EXERCISE AIM
Restate each entry word for word, leaving nothing out.

====== DATASET EXCERPTS

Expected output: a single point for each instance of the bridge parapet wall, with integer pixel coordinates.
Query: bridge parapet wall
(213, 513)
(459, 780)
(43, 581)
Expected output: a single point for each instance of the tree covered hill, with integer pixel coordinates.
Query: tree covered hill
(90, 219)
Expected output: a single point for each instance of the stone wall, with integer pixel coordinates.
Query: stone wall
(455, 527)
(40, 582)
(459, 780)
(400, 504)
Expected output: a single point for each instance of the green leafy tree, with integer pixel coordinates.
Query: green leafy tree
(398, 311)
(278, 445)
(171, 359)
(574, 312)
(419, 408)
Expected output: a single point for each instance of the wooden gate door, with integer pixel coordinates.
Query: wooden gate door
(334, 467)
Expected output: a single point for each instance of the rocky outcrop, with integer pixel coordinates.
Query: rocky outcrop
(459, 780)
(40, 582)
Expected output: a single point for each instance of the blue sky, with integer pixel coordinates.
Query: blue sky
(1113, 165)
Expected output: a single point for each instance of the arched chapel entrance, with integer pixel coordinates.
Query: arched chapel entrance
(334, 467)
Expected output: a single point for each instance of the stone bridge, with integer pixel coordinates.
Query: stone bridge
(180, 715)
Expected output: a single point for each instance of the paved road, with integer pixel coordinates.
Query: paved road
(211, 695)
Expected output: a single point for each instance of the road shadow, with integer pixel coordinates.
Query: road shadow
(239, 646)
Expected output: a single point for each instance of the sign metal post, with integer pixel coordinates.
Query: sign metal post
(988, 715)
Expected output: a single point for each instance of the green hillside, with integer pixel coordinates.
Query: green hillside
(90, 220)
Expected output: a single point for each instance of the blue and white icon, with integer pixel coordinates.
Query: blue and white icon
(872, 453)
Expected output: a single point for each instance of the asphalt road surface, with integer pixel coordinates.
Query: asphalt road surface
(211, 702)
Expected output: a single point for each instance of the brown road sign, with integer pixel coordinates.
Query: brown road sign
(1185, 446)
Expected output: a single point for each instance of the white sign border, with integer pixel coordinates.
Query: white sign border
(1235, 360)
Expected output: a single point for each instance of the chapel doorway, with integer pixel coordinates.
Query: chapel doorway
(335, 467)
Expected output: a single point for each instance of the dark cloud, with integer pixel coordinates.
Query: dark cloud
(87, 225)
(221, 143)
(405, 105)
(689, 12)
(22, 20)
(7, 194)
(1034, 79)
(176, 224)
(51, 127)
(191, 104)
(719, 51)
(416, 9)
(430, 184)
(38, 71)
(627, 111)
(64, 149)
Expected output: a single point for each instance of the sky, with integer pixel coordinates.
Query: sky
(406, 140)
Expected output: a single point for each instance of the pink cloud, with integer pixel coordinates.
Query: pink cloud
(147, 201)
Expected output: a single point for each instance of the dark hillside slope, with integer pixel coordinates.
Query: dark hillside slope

============

ANSWER FOR THIS EXERCISE
Expected output: a single point for each instance of the bridge parapet wall, with integer pixel coordinates.
Query: bridge parapet wall
(213, 513)
(459, 780)
(43, 581)
Expected output: a single point for each instance of the tree covered hill, with integer pixel coordinates.
Query: tree covered hill
(90, 219)
Expected output: a single point for each instance of the stone wall, with integer pixel coordinates.
Query: stone wall
(455, 527)
(40, 582)
(459, 780)
(400, 504)
Expected output: a single point for each instance of the green leafy tree, with integer pixel coordinates.
Query: green leafy tree
(398, 311)
(278, 445)
(171, 359)
(574, 312)
(419, 408)
Expected output: a single point for each instance of the wooden gate door, with integer pixel coordinates.
Query: wooden gate door
(334, 467)
Expected output: a single point for each instance of the rocky outcrop, with integer pixel coordinates.
Query: rocky outcrop
(459, 780)
(40, 582)
Expected output: a single point for each instance of the blue sky, with integer pixel coordinates.
Query: blue sky
(1113, 165)
Expected output: a single point for each instance of the arched chapel entrance, with integer pixel coordinates.
Query: arched chapel entrance
(334, 467)
Expected output: a single point for each instance of the stone bridge, with integer pixel coordinates.
Query: stone bridge
(180, 715)
Expected output: a single point for each instance of the paved road, with integer pixel coordinates.
Query: paved road
(211, 695)
Expected output: a single point for each instance of the road shadow, with integer pixel coordinates.
Query: road shadow
(239, 646)
Expected output: a single point for each instance of the sign metal post, with integer pixel coordinates.
Query: sign metal post
(988, 715)
Expected output: a single point for each instance of the green hillside, with integer pixel coordinates.
Query: green hillside
(90, 220)
Expected output: a single point for each instance of the blue and white icon, with integer pixel coordinates.
Query: blue and white icon
(872, 453)
Expected output: a single point for each instance of the asphalt road surface, with integer pixel coordinates.
Query: asphalt road surface
(211, 702)
Expected output: a single point for each instance of the brown road sign, with integer pixel coordinates.
Query: brown road sign
(1185, 446)
Expected output: a single point for each instance of the white sign border, with integer pixel coordinates.
Query: white sign border
(1235, 360)
Expected output: a single point for each instance of the chapel doorway, with integer pixel coordinates.
Query: chapel doorway
(335, 467)
Expected output: a single point for each instance of the dark cloud, with integer pixel coordinates.
Query: dark cloud
(87, 225)
(221, 143)
(405, 105)
(689, 12)
(22, 20)
(7, 194)
(1034, 79)
(176, 224)
(51, 127)
(191, 104)
(719, 51)
(416, 9)
(430, 184)
(38, 71)
(627, 111)
(64, 149)
Expected output: a single point for each instance of the sky, with integer pixel coordinates.
Query: sky
(406, 140)
Expected output: a single point for each instance of the pink cloud, with integer pixel coordinates.
Query: pink cloud
(147, 201)
Expected output: a single point for each instance of the dark hillside slope, with integer pixel coordinates.
Query: dark hillside slope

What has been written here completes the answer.